(Stored data entries)
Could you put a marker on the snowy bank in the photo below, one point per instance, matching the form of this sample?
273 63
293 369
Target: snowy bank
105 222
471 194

● **Goal of the exercise**
Print every record above exactly as it appears.

● **Task result**
Could you put a marker on the snowy bank in the photo below, one point per instance, matching the form of this sample?
273 63
293 369
Target: snowy bank
105 222
471 194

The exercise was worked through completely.